• _Provided text_
What you may not know about coronavirus — the disease that has reached pandemic proportions — is that one of the times you are most vulnerable to contracting it is while you’re sleeping. Here is how this can happen, and what you can do about it.

Coronavirus infects cells below the voice box, in the airways and deep in the lungs, unlike flu viruses which start with your nose and throat. Other than via tiny particles inhaled in air, coronavirus reaches those cells via fluid in the nose or throat that sneaks past your voice box (this is called aspiration) and slides down your windpipe, or trachea.

Studies have shown that at least half of normal people — young, middle-aged, elderly — aspirate at night during sleep. By the end of a week, probably we all have. After taking a sleeping pill or a couple beers or shots — and sleeping more deeply — the chance of aspiration is even higher. And as we age, ordinary swallowing often becomes less well coordinated.

If you have lung damage from smoking, swallowing saliva, which we all do while we sleep, can deliver even more aspirated throat contents into the lungs. The amount of fluid aspirated during sleep is enough to cause pneumonia — in fact, it’s how most pneumonia occurs.

So why don’t we wake up with pneumonia every morning? First, most of our noses and throats carry safe bacteria, not microbes like coronavirus that can cause pneumonia. Second, our deep lung has some cells that kill microbes that arrive there.

 

Lastly, healthy people have a robust system for transporting the aspirated viruses and bacteria up the windpipes and dropping it in the esophagus, where it is swallowed and begins to be digested with the saliva we make. Some people get mild diarrhea from this virus because it can infect cells in your gut, too.

Daytime (waking) aspiration, such as when food goes down the wrong pipe, is coughed up — if you have a normal cough reflex and a strong cough. Each of these protective factors for relatively young and healthy people can be impaired with lung disease and advancing age.

• _Assigned task_
Copy the coronavirus passage word for word, starting at "Studies have shown" and ending at "less well coordinated.". Work only from the coronavirus passage.

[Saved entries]

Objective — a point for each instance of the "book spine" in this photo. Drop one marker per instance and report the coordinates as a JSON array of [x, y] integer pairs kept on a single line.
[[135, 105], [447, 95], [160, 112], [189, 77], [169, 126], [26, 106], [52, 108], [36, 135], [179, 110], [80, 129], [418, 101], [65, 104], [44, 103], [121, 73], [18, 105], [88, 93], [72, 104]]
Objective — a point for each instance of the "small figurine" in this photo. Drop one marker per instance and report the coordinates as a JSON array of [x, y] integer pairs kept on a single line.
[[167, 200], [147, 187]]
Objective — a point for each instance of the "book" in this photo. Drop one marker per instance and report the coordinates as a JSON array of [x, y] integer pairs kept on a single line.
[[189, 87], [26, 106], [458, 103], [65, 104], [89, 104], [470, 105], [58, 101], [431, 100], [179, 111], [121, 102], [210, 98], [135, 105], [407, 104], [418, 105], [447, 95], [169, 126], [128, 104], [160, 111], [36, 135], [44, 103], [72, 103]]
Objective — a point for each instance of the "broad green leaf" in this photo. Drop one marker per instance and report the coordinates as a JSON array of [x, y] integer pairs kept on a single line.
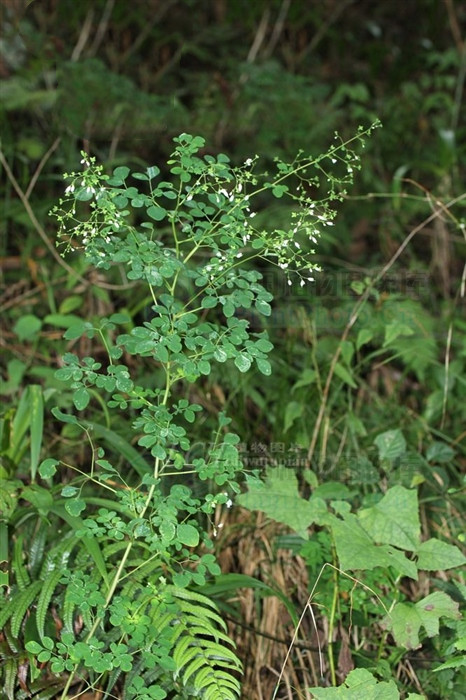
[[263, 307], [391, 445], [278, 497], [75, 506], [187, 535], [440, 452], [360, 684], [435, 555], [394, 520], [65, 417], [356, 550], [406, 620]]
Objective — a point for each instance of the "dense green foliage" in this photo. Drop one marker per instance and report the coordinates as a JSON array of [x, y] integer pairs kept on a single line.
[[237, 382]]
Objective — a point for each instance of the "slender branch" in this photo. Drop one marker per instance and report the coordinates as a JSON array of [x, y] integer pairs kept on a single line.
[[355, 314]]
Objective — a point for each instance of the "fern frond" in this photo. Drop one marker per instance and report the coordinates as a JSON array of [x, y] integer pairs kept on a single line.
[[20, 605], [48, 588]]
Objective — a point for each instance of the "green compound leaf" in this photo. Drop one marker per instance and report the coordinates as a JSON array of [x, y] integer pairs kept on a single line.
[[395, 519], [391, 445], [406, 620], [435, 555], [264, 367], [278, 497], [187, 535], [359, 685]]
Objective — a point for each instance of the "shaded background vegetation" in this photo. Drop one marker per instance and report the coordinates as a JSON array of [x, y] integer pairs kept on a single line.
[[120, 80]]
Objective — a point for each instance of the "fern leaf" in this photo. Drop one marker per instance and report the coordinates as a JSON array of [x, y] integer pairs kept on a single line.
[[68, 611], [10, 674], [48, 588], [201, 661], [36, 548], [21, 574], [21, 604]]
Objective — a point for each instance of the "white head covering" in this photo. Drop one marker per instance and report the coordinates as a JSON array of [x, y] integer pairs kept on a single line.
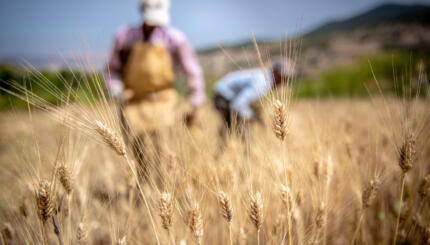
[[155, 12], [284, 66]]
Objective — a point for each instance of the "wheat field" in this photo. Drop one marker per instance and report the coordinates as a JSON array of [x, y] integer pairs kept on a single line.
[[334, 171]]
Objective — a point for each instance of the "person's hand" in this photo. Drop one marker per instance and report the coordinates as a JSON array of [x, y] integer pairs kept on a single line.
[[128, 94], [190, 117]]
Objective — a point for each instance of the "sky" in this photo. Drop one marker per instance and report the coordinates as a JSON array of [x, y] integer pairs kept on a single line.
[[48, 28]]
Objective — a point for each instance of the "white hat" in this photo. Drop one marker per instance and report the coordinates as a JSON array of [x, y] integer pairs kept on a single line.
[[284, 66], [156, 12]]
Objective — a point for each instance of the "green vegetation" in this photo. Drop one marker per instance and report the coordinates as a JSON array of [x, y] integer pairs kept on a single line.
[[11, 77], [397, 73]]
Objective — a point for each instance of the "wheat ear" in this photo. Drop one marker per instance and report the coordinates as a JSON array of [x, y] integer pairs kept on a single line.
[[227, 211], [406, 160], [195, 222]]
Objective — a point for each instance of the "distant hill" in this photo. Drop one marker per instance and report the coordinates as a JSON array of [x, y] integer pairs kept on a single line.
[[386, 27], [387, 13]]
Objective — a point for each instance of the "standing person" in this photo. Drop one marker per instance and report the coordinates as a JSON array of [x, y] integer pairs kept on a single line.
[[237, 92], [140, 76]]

* * *

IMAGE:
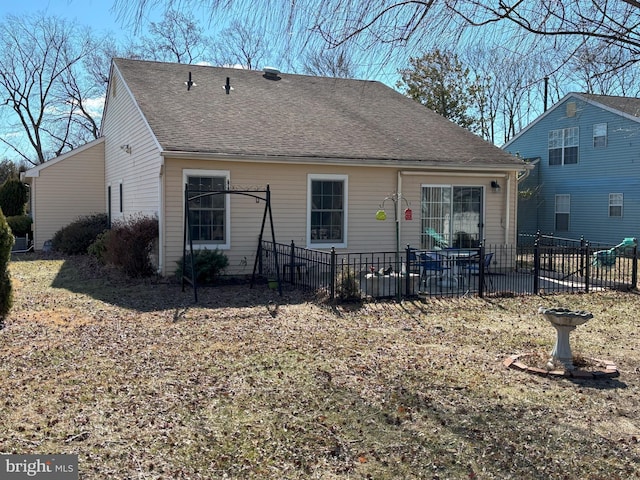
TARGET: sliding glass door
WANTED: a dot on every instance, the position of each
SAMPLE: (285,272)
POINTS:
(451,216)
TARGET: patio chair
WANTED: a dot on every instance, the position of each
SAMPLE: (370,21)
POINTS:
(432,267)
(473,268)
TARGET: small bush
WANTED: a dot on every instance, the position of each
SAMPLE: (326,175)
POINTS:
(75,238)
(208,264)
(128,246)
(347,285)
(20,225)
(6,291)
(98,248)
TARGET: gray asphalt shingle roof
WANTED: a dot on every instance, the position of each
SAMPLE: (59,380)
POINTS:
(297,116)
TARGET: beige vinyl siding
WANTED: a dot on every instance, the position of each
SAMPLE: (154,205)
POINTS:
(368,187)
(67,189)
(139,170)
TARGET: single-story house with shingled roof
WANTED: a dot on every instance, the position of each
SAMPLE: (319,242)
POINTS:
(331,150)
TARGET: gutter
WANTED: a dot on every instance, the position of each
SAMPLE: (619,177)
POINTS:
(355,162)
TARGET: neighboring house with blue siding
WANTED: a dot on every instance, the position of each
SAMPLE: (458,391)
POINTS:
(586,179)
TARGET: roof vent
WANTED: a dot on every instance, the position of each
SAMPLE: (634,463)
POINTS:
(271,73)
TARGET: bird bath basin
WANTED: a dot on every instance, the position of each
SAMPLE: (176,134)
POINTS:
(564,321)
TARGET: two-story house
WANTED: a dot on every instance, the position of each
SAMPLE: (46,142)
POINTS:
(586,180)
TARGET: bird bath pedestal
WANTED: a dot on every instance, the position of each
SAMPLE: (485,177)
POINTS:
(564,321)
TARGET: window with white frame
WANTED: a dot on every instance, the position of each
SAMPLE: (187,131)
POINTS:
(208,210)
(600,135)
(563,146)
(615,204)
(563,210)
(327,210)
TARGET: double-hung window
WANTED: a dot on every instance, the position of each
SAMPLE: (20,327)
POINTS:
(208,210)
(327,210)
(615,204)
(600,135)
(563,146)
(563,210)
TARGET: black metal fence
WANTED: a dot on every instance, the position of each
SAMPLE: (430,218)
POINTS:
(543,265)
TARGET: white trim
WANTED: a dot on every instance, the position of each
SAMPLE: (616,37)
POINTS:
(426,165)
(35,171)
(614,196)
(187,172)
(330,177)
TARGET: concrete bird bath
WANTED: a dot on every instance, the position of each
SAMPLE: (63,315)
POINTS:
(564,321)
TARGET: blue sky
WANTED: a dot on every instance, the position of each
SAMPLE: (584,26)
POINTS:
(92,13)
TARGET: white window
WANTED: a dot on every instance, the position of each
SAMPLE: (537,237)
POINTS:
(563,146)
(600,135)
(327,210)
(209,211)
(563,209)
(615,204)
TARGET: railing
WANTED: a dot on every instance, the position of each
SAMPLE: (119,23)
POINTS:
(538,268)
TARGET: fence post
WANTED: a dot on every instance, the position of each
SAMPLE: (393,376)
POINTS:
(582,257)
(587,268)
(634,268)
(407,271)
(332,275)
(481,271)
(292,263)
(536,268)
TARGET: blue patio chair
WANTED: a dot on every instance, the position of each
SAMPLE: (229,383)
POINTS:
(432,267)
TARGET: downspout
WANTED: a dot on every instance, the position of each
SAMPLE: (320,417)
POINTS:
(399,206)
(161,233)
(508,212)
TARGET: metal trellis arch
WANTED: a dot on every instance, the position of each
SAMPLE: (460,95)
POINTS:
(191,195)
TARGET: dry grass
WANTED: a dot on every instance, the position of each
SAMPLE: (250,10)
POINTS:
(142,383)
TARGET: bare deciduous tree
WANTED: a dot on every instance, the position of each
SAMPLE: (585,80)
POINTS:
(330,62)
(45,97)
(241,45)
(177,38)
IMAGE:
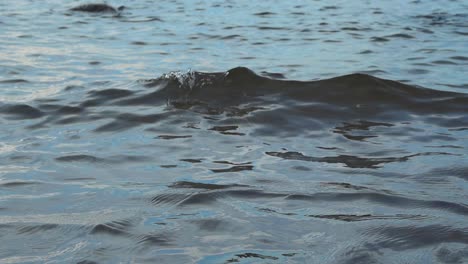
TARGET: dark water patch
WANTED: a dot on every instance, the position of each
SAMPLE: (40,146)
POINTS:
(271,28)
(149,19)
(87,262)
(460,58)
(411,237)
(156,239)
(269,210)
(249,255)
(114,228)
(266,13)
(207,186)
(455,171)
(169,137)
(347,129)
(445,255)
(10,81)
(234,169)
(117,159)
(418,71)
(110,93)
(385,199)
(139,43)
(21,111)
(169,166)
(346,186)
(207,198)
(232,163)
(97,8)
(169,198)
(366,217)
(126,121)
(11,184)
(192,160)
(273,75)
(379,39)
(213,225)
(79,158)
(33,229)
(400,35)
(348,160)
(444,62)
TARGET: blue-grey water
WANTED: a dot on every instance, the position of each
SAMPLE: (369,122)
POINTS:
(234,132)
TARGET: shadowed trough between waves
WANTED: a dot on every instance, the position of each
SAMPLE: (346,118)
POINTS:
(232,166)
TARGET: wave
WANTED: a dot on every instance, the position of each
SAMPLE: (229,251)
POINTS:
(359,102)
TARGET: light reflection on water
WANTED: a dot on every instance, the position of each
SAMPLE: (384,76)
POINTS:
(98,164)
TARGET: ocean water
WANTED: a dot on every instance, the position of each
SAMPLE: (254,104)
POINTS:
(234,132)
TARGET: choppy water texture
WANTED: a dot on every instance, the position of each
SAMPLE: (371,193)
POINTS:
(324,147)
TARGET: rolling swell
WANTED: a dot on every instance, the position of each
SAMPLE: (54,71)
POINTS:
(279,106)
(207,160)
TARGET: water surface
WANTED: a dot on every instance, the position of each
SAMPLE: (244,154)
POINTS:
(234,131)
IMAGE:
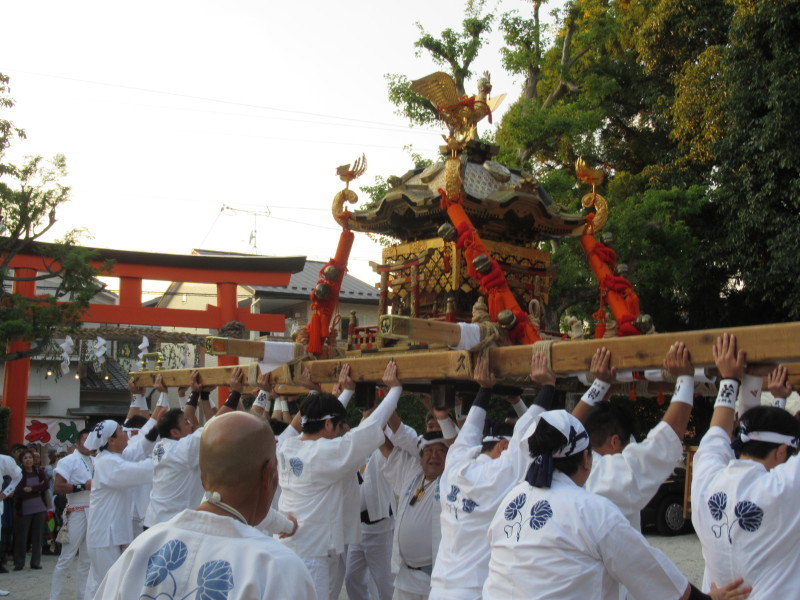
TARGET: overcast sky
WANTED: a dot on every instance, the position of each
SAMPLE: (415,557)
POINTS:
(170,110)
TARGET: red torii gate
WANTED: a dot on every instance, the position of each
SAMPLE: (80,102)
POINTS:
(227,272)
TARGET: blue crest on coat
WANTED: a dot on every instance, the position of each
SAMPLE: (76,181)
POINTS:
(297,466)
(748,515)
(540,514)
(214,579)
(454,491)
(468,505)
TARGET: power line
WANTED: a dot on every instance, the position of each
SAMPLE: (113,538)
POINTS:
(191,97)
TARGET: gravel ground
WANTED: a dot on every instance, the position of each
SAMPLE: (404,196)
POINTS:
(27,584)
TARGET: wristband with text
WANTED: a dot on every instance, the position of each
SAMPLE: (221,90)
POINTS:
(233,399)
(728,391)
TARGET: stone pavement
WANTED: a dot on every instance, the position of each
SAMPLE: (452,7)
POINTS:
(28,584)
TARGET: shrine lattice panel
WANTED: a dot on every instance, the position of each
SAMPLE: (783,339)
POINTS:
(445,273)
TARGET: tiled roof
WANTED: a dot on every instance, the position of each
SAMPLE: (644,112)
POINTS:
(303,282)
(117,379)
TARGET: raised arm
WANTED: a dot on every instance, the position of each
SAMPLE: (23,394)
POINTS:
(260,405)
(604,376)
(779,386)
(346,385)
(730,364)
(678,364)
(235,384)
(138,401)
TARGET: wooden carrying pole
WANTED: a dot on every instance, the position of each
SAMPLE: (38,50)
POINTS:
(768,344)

---

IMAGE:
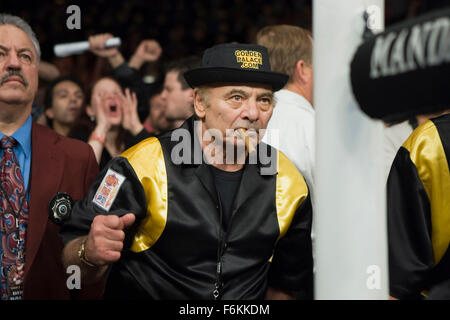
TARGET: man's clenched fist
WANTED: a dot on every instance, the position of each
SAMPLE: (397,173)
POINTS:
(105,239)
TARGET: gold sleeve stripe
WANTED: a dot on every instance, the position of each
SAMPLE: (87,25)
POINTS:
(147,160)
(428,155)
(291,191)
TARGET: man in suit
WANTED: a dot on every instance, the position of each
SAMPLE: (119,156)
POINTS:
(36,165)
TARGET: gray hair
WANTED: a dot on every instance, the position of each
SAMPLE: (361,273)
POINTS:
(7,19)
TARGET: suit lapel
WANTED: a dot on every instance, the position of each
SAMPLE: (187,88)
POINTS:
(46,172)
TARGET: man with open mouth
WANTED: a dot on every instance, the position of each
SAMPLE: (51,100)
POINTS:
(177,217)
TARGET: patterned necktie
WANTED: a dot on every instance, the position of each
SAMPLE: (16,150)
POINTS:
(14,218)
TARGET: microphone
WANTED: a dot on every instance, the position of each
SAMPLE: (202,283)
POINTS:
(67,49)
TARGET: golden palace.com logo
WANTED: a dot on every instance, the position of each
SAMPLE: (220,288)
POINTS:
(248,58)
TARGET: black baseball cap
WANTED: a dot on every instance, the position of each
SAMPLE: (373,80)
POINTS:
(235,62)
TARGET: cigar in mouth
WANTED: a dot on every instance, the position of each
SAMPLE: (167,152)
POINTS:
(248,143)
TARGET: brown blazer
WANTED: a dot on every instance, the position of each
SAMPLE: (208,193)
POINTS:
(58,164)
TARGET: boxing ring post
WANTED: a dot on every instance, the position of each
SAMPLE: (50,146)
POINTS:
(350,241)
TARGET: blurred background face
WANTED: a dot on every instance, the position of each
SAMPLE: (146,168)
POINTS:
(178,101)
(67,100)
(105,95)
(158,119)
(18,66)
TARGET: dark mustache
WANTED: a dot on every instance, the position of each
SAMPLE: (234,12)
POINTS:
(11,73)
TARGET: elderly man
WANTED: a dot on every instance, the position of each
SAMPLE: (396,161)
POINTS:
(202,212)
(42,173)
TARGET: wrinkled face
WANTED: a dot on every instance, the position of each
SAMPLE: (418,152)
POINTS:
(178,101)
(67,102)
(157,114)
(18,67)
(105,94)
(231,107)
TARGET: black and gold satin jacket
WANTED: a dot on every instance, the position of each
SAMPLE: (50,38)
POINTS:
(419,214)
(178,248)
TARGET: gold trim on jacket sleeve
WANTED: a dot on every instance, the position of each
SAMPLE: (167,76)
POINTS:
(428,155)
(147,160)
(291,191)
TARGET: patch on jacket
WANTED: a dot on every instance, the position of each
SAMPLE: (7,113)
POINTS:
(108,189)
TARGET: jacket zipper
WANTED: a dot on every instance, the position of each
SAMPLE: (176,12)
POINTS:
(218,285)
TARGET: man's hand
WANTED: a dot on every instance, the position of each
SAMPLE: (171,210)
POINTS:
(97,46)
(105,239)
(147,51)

• _Completed task_
Studies have shown that at least half of normal people — young, middle-aged, elderly — aspirate at night during sleep. By the end of a week, probably we all have. After taking a sleeping pill or a couple beers or shots — and sleeping more deeply — the chance of aspiration is even higher. And as we age, ordinary swallowing often becomes less well coordinated.